TEXTE À LIRE:
○ ○ ○ ○ ○
Citons encore trois manières de sortir de cette contradiction reformulée par Wittgenstein. Celle de Habermas est sans surprise : « B possède la compétence pour juger le comportement régi par les règles de A », donc les sujets peuvent « critiquer leur comportement déviant comme une infraction à la règle » (16). Mais c’est tout simplement oublier qu’ aucun sujet ne peut se réclamer d’une compétence fondée sur une règle intangible, puisque toute règle est établie par l’usage. La solution de Kripke est celle du conformisme pur et simple. Elle consiste à dire qu’un consensus se forme toujours autour du bon usage de la norme. Wittgenstein dit bien lui-même que « je suis aveuglément la norme », que « tous les pas sont en réalité déjà faits » et que « je n’ai plus le choix », ou encore qu’« il est impossible qu’une règle ait été suivie une seule fois par un seul homme (...) Suivre une règle, faire un rapport (...) sont des coutumes (des usages, des institutions) ». Dès lors, si un individu peut toujours en privé interpréter les règles comme il l’entend, dans tout langage social l’interprétation est fixe et doit être suivie. Enfin, ce conformisme est battu en brèche par Stanley Cavell et dans un article assez imparable de Sandra Laugier. Il est certes avéré pour Wittgenstein que les hommes « s’accordent dans le langage qu’ils utilisent » (17). C’est même la définition de ce qui se nomme une forme de vie, laquelle implique un jeu régulé de questions et de réponses, mais tout autant de gestes et d’attitude, quitte à être intraductible dans une autre forme de vie. Mais même si cette forme de vie se présente comme close et régulée par la coutume, cela n’implique pas que chaque parole suive cette règle coutumière. Même si chacun de nous appartient à une forme de vie préétablie, cela n’implique pas qu’il lui a donné sa voix ou son accord : « Dire que si je suis là, j’ai donné mon assentiment, est la marque même du conformisme », écrit Sandra Laugier. Ainsi l’accord de chacun n’est pas un préalable mais une revendication, appelant à un nous qui n’est pas encore constitué : « C’est moi – ma voix – qui réclame la communauté, pas l’inverse ».
Cette troisième voie consiste donc à éviter d’inscrire des revendications plurielles dans une forme existante, afin de revendiquer d’emblée, dans une praxis collective constitutive d’un nous, une autre forme et d’autres procédures. C’est bien le sens du « we people » de la constitution américaine, et ce n’est qu’ainsi que la politique n’est à chaque fois telle que si elle est anticonformiste ou non-consensuelle. Il en découle premièrement, qu’il n’y a pas d’émancipation sans désobéissance. Deuxièmement, qu’« il n’y a pas de règles qui limitent l’acceptabilité des revendications et de leurs formes ». Ou encore : « Il n’y a pas de règles qui nous disent comment revendiquer » (18).
○ ○ ○ ○ ○
DONNÉES FOURNIES:
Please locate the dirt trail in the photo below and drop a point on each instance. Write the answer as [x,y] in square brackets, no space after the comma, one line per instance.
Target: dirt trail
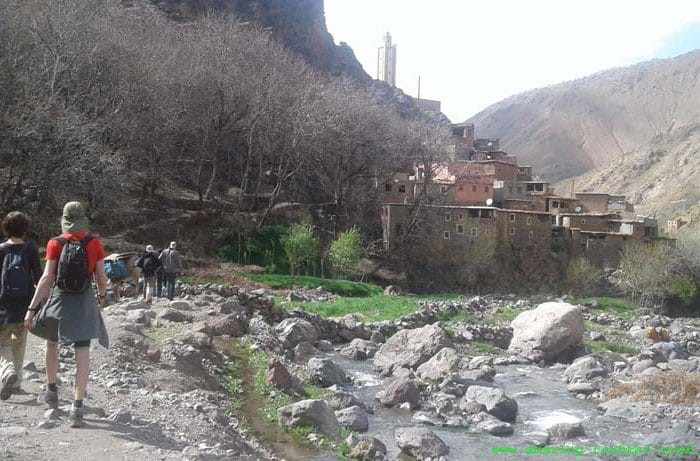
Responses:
[135,409]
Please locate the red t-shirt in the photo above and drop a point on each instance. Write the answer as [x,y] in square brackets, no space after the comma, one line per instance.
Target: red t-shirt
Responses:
[94,249]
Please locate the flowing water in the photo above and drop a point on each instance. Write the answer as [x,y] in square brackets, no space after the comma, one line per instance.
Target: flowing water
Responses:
[542,400]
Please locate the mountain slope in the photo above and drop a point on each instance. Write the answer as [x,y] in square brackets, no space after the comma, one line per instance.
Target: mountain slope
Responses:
○ ○ ○ ○ ○
VOS CONSIGNES: Prolongez le texte sur Wittgenstein, la règle et le conformisme en reprenant juste après sa dernière phrase.

RÉPONSE À L'EXERCICE:
Or (et cette fois-ci j’assume seul ce qui suit) la provocation devient dans ce contexte une pratique de revendication et de désobéissance parmi d’autres, mais aussi celle qui montre au mieux ce que veut dire enfreindre une règle, sans même reposer sur le critère existentiel de la désobéissance civile, reposant sur le droit d’exister sans donner mon assentiment. Elle ne fait que cela, enfreindre les règles du débat telles qu’elles s’imposent dans une forme de vie déterminée, et cela à tel point qu’elle ne respecte même pas la règle obligeant à dire qu’elle l’enfreint. Elle est revendicatrice sans même se revendiquer comme telle. Il n’y donc pas de provocation en bonne et due forme, la provocation est la forme contre les formes, la forme chaotique du débat.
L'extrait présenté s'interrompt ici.